#### DATA LINES ####
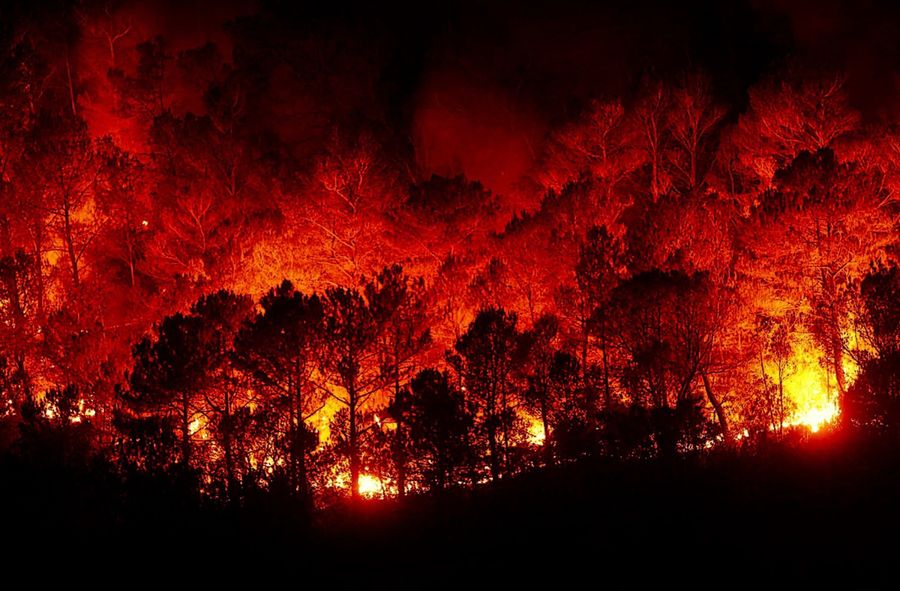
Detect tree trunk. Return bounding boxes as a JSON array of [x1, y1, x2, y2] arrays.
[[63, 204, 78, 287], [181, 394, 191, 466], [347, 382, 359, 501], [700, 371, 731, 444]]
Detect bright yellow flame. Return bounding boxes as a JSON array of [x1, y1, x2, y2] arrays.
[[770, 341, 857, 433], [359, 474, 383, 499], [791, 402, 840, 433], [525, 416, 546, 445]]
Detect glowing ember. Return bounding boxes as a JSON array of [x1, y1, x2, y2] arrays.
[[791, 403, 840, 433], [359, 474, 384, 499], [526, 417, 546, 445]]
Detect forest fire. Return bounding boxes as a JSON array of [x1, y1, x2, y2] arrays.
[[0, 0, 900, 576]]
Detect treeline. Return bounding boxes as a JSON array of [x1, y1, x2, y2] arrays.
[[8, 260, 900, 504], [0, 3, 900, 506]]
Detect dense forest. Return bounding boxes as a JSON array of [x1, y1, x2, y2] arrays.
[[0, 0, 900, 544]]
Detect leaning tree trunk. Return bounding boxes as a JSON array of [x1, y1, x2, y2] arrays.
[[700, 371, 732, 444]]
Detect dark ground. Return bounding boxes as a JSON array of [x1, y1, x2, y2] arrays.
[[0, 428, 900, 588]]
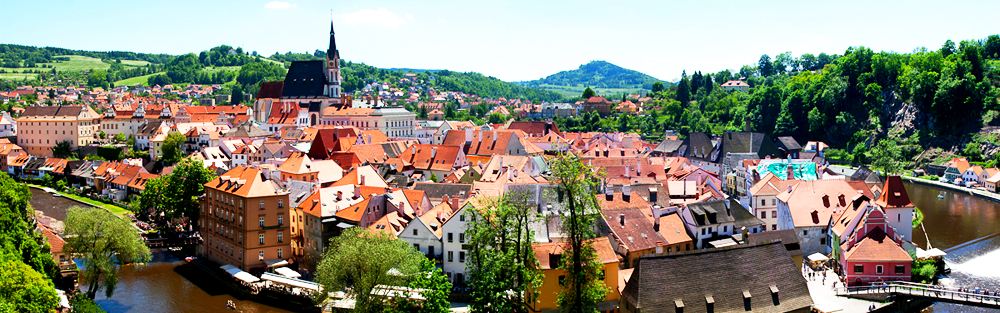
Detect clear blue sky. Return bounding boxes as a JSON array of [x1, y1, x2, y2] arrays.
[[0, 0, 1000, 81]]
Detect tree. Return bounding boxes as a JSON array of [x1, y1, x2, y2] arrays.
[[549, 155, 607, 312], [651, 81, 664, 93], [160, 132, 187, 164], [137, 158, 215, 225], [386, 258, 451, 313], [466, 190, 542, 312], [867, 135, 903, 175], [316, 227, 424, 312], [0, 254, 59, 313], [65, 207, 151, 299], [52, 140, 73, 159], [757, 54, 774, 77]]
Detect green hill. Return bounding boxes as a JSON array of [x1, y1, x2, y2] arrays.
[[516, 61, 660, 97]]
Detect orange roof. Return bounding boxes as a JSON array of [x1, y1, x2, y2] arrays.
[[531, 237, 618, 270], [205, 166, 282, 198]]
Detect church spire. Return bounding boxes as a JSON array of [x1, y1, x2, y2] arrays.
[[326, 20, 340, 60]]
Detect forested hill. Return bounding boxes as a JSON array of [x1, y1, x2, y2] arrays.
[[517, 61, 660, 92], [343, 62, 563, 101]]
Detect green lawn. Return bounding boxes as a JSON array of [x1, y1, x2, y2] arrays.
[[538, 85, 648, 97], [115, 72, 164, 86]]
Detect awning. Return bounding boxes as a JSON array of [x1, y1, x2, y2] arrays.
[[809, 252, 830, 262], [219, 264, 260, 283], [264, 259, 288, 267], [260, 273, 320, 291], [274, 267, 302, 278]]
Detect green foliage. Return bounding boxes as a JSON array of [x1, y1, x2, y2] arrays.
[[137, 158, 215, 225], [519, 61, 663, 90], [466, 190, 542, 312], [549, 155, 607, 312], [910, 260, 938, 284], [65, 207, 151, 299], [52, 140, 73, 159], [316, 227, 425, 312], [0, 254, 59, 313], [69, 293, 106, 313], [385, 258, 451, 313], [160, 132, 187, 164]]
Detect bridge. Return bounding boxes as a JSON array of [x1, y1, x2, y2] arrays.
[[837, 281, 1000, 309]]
####
#### DATA LINES ####
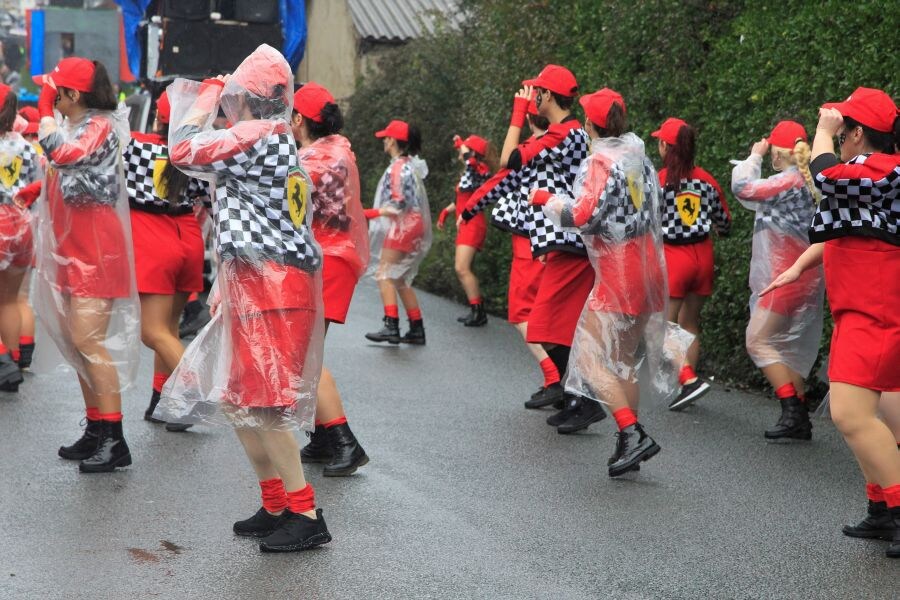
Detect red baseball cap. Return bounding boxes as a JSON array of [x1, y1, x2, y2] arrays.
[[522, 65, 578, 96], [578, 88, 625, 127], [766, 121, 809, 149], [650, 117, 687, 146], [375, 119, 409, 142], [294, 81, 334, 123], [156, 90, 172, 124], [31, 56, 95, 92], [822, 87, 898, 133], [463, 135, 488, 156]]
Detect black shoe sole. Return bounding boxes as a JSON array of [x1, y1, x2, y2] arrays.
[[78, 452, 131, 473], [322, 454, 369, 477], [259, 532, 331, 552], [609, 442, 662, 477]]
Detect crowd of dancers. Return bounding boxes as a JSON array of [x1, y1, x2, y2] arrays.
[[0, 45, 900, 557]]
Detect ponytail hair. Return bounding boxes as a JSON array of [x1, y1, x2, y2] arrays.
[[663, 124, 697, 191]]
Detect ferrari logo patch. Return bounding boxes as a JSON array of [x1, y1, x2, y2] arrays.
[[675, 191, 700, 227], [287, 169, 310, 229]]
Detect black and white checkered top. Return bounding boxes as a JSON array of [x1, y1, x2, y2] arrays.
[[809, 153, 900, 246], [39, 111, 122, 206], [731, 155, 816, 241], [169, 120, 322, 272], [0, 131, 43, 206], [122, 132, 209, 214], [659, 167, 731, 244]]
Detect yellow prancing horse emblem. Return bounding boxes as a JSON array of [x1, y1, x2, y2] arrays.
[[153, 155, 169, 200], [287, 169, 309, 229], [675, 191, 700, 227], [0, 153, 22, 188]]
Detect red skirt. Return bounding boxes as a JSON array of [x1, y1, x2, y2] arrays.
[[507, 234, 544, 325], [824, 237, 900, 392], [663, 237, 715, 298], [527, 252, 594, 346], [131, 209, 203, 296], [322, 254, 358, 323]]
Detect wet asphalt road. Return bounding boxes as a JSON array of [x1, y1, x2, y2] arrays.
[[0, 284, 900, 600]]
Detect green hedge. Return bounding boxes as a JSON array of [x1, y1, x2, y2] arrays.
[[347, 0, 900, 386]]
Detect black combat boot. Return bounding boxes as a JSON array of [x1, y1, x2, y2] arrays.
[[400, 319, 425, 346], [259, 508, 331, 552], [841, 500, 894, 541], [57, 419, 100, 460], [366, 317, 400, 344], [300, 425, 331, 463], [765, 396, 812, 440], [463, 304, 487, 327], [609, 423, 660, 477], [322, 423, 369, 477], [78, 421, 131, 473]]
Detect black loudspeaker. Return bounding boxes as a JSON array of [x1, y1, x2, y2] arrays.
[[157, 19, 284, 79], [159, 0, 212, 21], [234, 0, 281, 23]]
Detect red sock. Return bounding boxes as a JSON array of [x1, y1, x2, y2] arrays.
####
Lay out the entries as a two-column CSV with the headers input and output, giving each entry's text and its answer on one row. Begin at the line that has "Detect tree trunk.", stop after the line that has "[[0, 0, 900, 544]]", enclose every field in double quotes, and change any line breaks inside a field to spaces.

input,output
"Detect tree trunk. Return bounding boxes as a JSON array of [x1, y1, x2, y2] arrays.","[[63, 204, 78, 287], [181, 394, 191, 466], [347, 382, 359, 501], [700, 371, 731, 444]]"
"Detect bright yellow flame. Return bounding boxes as a JSON array of [x1, y1, x2, y2] arrays.","[[770, 341, 857, 433], [359, 474, 383, 499], [791, 402, 840, 433], [525, 416, 546, 445]]"
"Detect glowing ember. Return bounding boxes as a JSON array of [x1, y1, x2, y2] arrays.","[[791, 403, 840, 433], [359, 474, 384, 499], [526, 417, 546, 445]]"
"Detect forest fire. Return bounding boxes as a JSON array of [x1, y1, x2, y2] arrays.","[[0, 0, 900, 576]]"
"Detect treeline. Return bounding boxes as a JSON array of [x1, y1, x2, y2] arrays.","[[8, 260, 900, 504], [0, 3, 900, 506]]"
"Detect dense forest. Return bounding boxes as a JSON array of [x1, y1, x2, y2] arrays.","[[0, 0, 900, 544]]"